#### TRY IT:
Output all of the records word for word and drop the images.
[[ THE DATA, beginning ]]
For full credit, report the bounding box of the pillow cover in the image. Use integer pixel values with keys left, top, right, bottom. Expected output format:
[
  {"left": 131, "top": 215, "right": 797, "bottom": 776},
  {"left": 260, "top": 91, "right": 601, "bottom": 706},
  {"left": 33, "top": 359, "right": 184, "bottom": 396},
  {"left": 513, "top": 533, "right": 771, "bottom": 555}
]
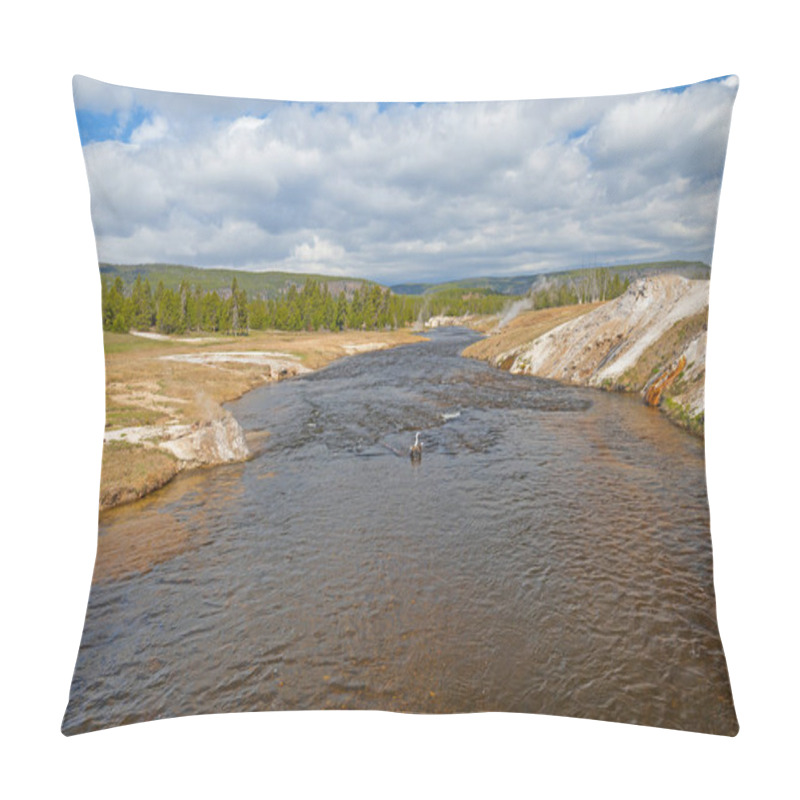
[{"left": 63, "top": 75, "right": 739, "bottom": 736}]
[[ THE DATA, end ]]
#### EXERCISE RESPONSE:
For full credit, report the bounding box of the pillow cover in the image. Use integer pixel values with keys left, top, right, bottom. Expected output format:
[
  {"left": 131, "top": 215, "right": 797, "bottom": 776},
  {"left": 260, "top": 91, "right": 601, "bottom": 706},
  {"left": 33, "top": 359, "right": 184, "bottom": 396},
  {"left": 513, "top": 533, "right": 771, "bottom": 555}
]
[{"left": 63, "top": 75, "right": 739, "bottom": 736}]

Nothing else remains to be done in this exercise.